*Texto para ler:*
----------------------------------------
Está a começar a ler esta crónica e pergunto já de chofre: é adicto a alguma coisa? Conhece algum “viciado” nalguma substância? Em compras, jogos de consola, computador ou mesa, sexo, comida ou redes sociais? Acha que não? Se assim é, mude de página.
Se ficou a pensar, continue nesta.
Em Portugal a adicção é uma doença ainda não falada ou conhecida de forma aberta e frontal. No entanto, noutros países é sobejamente estudada, está também reconhecida como uma doença mental pela Organização Mundial de Saúde e é trabalhada diariamente por milhões de profissionais em todo o Mundo.
Claro que este assunto nunca nos fala directamente, porque é sempre para o parceiro do lado. Ou mesmo esse, que diabo, tem apenas uns problemazitos com o álcool, ou usa drogas de forma recreativa. Ora isso não só não tem mal nenhum, como muito menos se pode chamar doença.E mental? Que horror!
Pensa assim? Se lhe disser que está errado e que pode ter muito mais conhecimento sobre o que realmente se passa, fica zangado? Se fica, apresenta o primeiro dos muitos mecanismos de defesa que a adicção lhe dá de presente: a negação.
E isso tem algum mal? Não.
Vamos começar a falar de forma não académica, sem juízos de valor, moralismos ou vergonha.
----------------------------------------
*Dados fornecidos:*
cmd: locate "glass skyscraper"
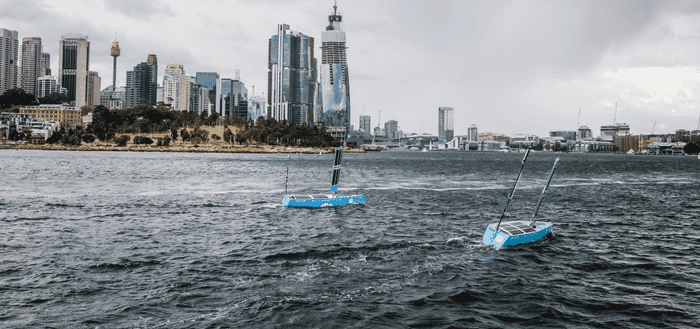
----------------------------------------
*O que fazer:*
[1] Copie da crónica sobre a adicção o trecho que começa nas palavras "Pensa assim? Se" e termina depois de "presente: a negação.".
[2] Dê seguimento à crónica sobre a adicção, começando logo a seguir à última frase.

*Respostas dadas:*
[1]
Pensa assim? Se lhe disser que está errado e que pode ter muito mais conhecimento sobre o que realmente se passa, fica zangado? Se fica, apresenta o primeiro dos muitos mecanismos de defesa que a adicção lhe dá de presente: a negação.

[2]
A adicção é uma doença presente na nossa sociedade. Anda aqui mesmo, de braço dado consigo, ou certamente com alguém que conhece. Não duvide.
Estigmatizada e envolvida em inúmeros estereótipos, a adicção pode embrulhar num só pacote o alcoolismo, a toxicodependência, a dependência de químicos farmacêuticos, a comida (anorexia e bulimia), o sexo, o jogo e até o desporto…. Até aqui já sabia? Parabéns. Já passou a primeiro nível!
Agora vamos um bocadinho mais longe: tem medo que o seu filho “se meta nas drogas” lá na escola ou na universidade? Das ”companhias”? Pois…as companhias.
E as noitadas? E porque é que ele passa tanto tempo fechado no quarto e agarrado ao computador?
E se não for nem filho nem filha: o próprio leitor acha, lá no fundo, no fundo e só para si, que a bebida está a trazer-lhe problemas? De facto já não é como era, e o acto de beber passou, devagarinho, a ser compulsivo? Não que seja alcoólico, claro, mas de facto, esta dúvida ou possibilidade está a deixá-lo desconfortável.
Afinal são só as drogas ilícitas que são drogas?
Vejamos: a definição de adicção passa por ser uma coisa muito simples. Trata-se de uma doença (chamemos as coisas pelo nome, sem medo), que pode ser genética, que é primária (vem consigo, não fez nada para a ter), progressiva e fatal.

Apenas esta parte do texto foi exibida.